---------- SUPPLIED RECORDS
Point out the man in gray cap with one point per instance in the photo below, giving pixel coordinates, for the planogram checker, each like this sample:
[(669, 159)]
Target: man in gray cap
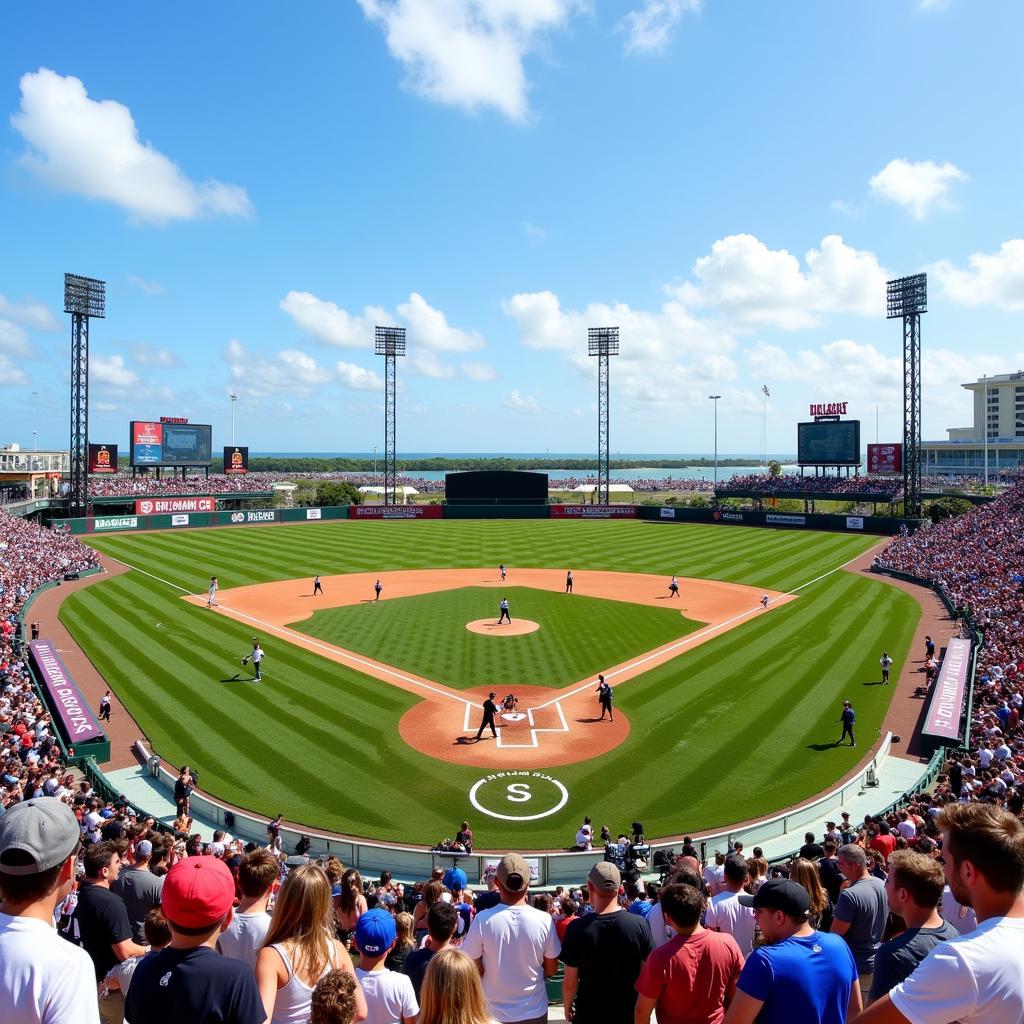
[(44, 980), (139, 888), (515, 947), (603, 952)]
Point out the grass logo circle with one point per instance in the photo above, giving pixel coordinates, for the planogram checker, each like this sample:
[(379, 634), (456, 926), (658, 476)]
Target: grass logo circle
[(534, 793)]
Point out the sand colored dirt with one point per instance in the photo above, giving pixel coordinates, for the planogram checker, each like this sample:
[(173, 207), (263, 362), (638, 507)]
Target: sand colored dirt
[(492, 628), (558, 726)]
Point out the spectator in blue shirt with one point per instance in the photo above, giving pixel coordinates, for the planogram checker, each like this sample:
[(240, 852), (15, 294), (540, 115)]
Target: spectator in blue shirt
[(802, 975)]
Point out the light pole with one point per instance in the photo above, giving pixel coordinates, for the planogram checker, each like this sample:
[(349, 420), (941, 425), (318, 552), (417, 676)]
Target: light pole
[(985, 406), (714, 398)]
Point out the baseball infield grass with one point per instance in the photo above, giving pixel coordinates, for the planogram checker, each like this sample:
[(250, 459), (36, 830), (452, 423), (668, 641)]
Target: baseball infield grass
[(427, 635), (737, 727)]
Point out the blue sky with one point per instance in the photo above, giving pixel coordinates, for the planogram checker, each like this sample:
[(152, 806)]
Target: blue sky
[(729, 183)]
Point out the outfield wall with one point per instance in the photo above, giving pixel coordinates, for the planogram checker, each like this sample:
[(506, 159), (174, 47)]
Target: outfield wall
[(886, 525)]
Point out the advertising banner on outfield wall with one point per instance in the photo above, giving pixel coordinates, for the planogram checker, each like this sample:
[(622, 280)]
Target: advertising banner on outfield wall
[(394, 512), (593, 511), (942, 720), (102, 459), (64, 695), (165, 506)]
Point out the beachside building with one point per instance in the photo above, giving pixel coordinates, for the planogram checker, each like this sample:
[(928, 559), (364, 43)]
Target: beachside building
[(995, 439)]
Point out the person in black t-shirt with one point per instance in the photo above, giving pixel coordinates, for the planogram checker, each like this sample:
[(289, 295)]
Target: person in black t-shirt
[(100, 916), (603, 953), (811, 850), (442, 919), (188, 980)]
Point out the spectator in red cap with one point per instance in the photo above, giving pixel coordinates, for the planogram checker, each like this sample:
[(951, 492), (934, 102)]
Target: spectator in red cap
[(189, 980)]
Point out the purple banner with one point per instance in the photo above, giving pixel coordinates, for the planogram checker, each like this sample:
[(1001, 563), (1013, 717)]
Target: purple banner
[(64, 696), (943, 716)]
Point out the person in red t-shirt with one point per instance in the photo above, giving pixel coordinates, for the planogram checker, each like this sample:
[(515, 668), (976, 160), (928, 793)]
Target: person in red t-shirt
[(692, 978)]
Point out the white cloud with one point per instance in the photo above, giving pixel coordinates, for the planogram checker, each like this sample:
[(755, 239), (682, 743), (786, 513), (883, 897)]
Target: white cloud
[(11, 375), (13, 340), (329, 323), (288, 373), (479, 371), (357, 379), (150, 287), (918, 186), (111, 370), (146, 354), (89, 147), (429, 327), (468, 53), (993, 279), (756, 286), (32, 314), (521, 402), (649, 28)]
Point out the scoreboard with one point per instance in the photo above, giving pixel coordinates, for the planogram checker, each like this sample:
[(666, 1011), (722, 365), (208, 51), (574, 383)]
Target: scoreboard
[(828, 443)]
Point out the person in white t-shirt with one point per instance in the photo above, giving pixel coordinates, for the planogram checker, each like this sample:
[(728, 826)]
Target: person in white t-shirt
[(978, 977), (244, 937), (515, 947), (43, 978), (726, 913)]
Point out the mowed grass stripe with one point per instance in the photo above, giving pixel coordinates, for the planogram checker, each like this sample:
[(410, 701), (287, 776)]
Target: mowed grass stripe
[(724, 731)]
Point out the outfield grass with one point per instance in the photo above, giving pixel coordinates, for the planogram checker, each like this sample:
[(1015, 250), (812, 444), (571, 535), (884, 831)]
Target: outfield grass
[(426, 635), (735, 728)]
--------------------
— THE EXERCISE —
Rewrite every one of the lines above with "planogram checker" changed to "layout audit" each time it appears, and keep everything else the same. Leave the pictures out of your version.

— RESULT FOR THIS EXERCISE —
Point out the man in gray cap with one point per instance in the photo below, giving pixel coordinates, for the layout audit, each like this sample:
[(669, 159)]
Target: man in gray cap
[(44, 980), (139, 888), (515, 947), (603, 952)]
Point out the grass logo circle with one point per instance in the photo above, giving pixel coordinates, for the layout audit, each like this sample:
[(379, 634), (456, 926), (658, 476)]
Target: grass logo circle
[(534, 793)]
Point out the sand colored dirt with one point per instance in the photo above, giving pixel coordinates, for the layout audit, each like this sample:
[(173, 207), (263, 362), (638, 507)]
Target: sand colored dirt
[(492, 628), (558, 726)]
Point out the spectator in blue shirt with one point per instance in the photo above, giving pixel coordinates, for the layout audit, each like this sample:
[(240, 852), (15, 294), (540, 115)]
Target: spectator in blue shirt
[(802, 975)]
Point out the light pole with one point per instance in the photo above, giving pixel coordinates, for the layout audit, each like this sample:
[(349, 420), (941, 425), (318, 552), (417, 676)]
Target: light pole
[(985, 406), (714, 398)]
Point out the baseball infield grass with one point per instance in the photo above, giving pixel coordinates, for the layout audit, each like this sample:
[(250, 459), (36, 830), (452, 423), (668, 641)]
Target: baseball infield grass
[(427, 635), (737, 727)]
Point out the blue sky with one point per instance in the photo above, giving pixel coordinates, for the layout audit, each like this sample:
[(152, 806)]
Target: blue sky
[(729, 183)]
Point out the outfield wall with one point per instance in the photo above, giving pixel coordinates, for the layout audit, each like this sample:
[(506, 159), (174, 47)]
Target: outfield wall
[(886, 525)]
Point out the advertising banner on outfield wall with one point per instance in the photo above, giving pixel coordinates, for the layout audit, each like this sample:
[(622, 280)]
Target: advertising banner on outfield wall
[(394, 512), (593, 511), (942, 720), (102, 459), (64, 695), (165, 506)]
Point out the beachside building with one point per instance in the photo above, giving pixel coordinates, for the layout audit, each like this sample:
[(928, 559), (364, 43)]
Target: beachside building
[(995, 439)]
Point out the person in black t-shirt with one point per instance in the photo above, giving pixel coordinates, for the layout audit, each like this sample:
[(289, 295)]
Target: person in black t-shirt
[(100, 916), (603, 953), (811, 850), (442, 919), (188, 980)]
Point out the spectator in red cap with one point per instance in the photo above, giving pixel coordinates, for the layout audit, each like this sample:
[(951, 492), (934, 102)]
Target: spectator in red cap
[(189, 980)]
Point out the purple banner with one point per instance in the photo above, giving pixel coordinates, for the layout audit, each like this sample:
[(1001, 563), (1013, 717)]
Target: purple banner
[(64, 696), (943, 716)]
Point out the person in red t-shirt with one point per instance in the photo above, giving pixel coordinates, for the layout audit, each like this sample:
[(515, 668), (976, 160), (928, 793)]
Target: person in red t-shirt
[(692, 978)]
Point out the white cloud with one point per instance in the photo above, giving pixel coordinates, for the layout audit, each like this sample:
[(755, 239), (682, 743), (786, 513), (883, 897)]
Target: white cloud
[(11, 375), (13, 340), (329, 323), (288, 373), (479, 371), (357, 379), (150, 287), (918, 186), (111, 370), (146, 354), (89, 147), (429, 327), (468, 53), (993, 279), (756, 286), (32, 314), (521, 402), (649, 28)]
Point out the scoreboard with one point per instance in the photo above, giving pixel coordinates, for the layout audit, each like this sample:
[(666, 1011), (722, 365), (208, 51), (574, 383)]
Target: scoreboard
[(828, 443)]
Point out the person in white t-shirt with one point per instance in the photo above, giving pixel coordinates, for the layout audit, each like this sample:
[(728, 826)]
Target: person in white t-shirt
[(978, 977), (244, 937), (515, 947), (43, 978), (726, 913)]
Point out the mowed grass stripe with one point per instance in the photo above, giving pixel coordinates, for the layout audit, each like this sample:
[(410, 701), (287, 776)]
Target: mowed grass stripe
[(724, 731)]
Point out the outfield grass with one point per instance in the photo above, giving pixel coordinates, for the layout audit, each like this sample:
[(1015, 250), (812, 444), (571, 535), (884, 831)]
Target: outfield grass
[(426, 635), (735, 728)]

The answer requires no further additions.